GIVEN RECORDS >>
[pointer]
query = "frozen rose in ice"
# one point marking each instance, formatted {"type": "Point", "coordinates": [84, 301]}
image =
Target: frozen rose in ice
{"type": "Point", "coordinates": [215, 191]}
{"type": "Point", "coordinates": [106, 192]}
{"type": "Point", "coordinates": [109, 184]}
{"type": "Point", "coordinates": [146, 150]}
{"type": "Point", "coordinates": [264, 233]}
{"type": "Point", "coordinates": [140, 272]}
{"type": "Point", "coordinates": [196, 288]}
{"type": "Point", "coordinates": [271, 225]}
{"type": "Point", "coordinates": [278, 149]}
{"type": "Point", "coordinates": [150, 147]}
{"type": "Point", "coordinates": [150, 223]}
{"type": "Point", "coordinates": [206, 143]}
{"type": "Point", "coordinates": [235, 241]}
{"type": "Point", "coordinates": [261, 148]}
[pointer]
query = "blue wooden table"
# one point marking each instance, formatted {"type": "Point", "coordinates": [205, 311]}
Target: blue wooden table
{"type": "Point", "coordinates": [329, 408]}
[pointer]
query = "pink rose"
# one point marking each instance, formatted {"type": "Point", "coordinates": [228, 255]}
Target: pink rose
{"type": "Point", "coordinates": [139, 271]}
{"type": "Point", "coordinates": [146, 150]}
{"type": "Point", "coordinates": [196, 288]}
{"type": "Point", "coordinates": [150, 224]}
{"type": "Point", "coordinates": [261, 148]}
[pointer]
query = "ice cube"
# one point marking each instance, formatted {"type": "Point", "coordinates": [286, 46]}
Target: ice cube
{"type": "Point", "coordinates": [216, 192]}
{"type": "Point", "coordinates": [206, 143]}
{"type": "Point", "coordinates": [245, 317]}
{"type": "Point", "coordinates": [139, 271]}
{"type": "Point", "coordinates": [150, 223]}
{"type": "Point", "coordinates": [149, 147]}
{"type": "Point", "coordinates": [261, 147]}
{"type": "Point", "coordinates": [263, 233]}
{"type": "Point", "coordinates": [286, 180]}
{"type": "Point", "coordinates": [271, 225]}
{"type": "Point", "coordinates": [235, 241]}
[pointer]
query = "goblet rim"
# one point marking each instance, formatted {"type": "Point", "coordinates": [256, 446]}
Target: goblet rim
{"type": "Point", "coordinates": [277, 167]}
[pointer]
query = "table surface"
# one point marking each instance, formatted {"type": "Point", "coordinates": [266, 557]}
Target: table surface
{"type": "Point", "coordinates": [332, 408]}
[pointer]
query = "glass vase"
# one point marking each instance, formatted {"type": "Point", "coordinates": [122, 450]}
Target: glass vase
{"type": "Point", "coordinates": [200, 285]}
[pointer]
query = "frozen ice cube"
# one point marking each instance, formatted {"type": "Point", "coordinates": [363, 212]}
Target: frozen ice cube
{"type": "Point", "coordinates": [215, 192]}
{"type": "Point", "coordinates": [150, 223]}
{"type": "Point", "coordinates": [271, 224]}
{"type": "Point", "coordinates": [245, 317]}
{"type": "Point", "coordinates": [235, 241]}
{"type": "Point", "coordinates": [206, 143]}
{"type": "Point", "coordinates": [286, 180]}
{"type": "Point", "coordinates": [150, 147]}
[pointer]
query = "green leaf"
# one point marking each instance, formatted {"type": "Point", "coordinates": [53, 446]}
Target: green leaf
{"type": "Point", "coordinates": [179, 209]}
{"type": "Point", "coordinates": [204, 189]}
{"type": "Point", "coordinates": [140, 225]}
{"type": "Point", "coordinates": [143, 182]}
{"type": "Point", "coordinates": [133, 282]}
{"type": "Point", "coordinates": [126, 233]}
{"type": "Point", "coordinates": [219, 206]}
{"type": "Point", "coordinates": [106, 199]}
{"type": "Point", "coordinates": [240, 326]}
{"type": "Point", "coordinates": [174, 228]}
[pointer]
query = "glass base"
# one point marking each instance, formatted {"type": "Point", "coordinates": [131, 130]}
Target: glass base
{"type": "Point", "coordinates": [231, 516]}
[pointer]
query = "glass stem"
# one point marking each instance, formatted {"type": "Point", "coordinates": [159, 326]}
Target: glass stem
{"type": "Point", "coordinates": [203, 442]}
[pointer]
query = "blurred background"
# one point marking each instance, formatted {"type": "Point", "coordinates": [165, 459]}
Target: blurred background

TASK DESCRIPTION >>
Would you give the material above again, complete and exact?

FULL SOLUTION >>
[pointer]
query = "frozen rose in ice"
# one point marking each instance, formatted {"type": "Point", "coordinates": [84, 301]}
image =
Target: frozen rose in ice
{"type": "Point", "coordinates": [215, 191]}
{"type": "Point", "coordinates": [106, 192]}
{"type": "Point", "coordinates": [109, 184]}
{"type": "Point", "coordinates": [146, 150]}
{"type": "Point", "coordinates": [264, 233]}
{"type": "Point", "coordinates": [140, 272]}
{"type": "Point", "coordinates": [196, 288]}
{"type": "Point", "coordinates": [271, 225]}
{"type": "Point", "coordinates": [278, 149]}
{"type": "Point", "coordinates": [150, 147]}
{"type": "Point", "coordinates": [150, 223]}
{"type": "Point", "coordinates": [206, 143]}
{"type": "Point", "coordinates": [235, 241]}
{"type": "Point", "coordinates": [261, 148]}
[pointer]
query = "blue wooden table"
# one point marking each instance, formatted {"type": "Point", "coordinates": [205, 311]}
Target: blue wooden table
{"type": "Point", "coordinates": [329, 408]}
[pointer]
query = "pink rose"
# one point marking each instance, formatted {"type": "Point", "coordinates": [228, 255]}
Target: pink rose
{"type": "Point", "coordinates": [139, 271]}
{"type": "Point", "coordinates": [146, 150]}
{"type": "Point", "coordinates": [196, 288]}
{"type": "Point", "coordinates": [150, 224]}
{"type": "Point", "coordinates": [261, 148]}
[pointer]
query = "ice cube"
# one point marking each instance, formatted {"type": "Point", "coordinates": [286, 46]}
Target: ice cube
{"type": "Point", "coordinates": [216, 192]}
{"type": "Point", "coordinates": [206, 143]}
{"type": "Point", "coordinates": [245, 317]}
{"type": "Point", "coordinates": [139, 271]}
{"type": "Point", "coordinates": [150, 223]}
{"type": "Point", "coordinates": [149, 147]}
{"type": "Point", "coordinates": [261, 147]}
{"type": "Point", "coordinates": [263, 233]}
{"type": "Point", "coordinates": [286, 180]}
{"type": "Point", "coordinates": [271, 225]}
{"type": "Point", "coordinates": [235, 241]}
[pointer]
query = "goblet rim"
# one point marking each instance, formatted {"type": "Point", "coordinates": [256, 446]}
Target: goblet rim
{"type": "Point", "coordinates": [277, 167]}
[pointer]
query = "table surface"
# one point marking each instance, formatted {"type": "Point", "coordinates": [266, 557]}
Target: table surface
{"type": "Point", "coordinates": [332, 408]}
[pointer]
query = "glass vase"
# one point marking each instance, formatted {"type": "Point", "coordinates": [122, 450]}
Target: glass vase
{"type": "Point", "coordinates": [200, 285]}
[pointer]
query = "frozen ice cube"
# one point marking each instance, formatted {"type": "Point", "coordinates": [363, 212]}
Target: frozen ice cube
{"type": "Point", "coordinates": [215, 192]}
{"type": "Point", "coordinates": [150, 223]}
{"type": "Point", "coordinates": [271, 224]}
{"type": "Point", "coordinates": [245, 317]}
{"type": "Point", "coordinates": [235, 241]}
{"type": "Point", "coordinates": [206, 143]}
{"type": "Point", "coordinates": [286, 180]}
{"type": "Point", "coordinates": [150, 147]}
[pointer]
query = "green leaf"
# one point marking each instance, formatted {"type": "Point", "coordinates": [53, 446]}
Target: green leaf
{"type": "Point", "coordinates": [179, 209]}
{"type": "Point", "coordinates": [204, 189]}
{"type": "Point", "coordinates": [140, 225]}
{"type": "Point", "coordinates": [143, 182]}
{"type": "Point", "coordinates": [133, 282]}
{"type": "Point", "coordinates": [126, 233]}
{"type": "Point", "coordinates": [219, 206]}
{"type": "Point", "coordinates": [106, 199]}
{"type": "Point", "coordinates": [240, 326]}
{"type": "Point", "coordinates": [174, 228]}
[pointer]
query = "glass base"
# one point marking each instance, formatted {"type": "Point", "coordinates": [131, 130]}
Target: glass base
{"type": "Point", "coordinates": [231, 516]}
[pointer]
query = "glass stem"
# one point marking each instance, formatted {"type": "Point", "coordinates": [159, 326]}
Target: glass stem
{"type": "Point", "coordinates": [203, 442]}
[pointer]
query = "blurred background"
# one point marking each instance, formatted {"type": "Point", "coordinates": [165, 459]}
Target: blurred background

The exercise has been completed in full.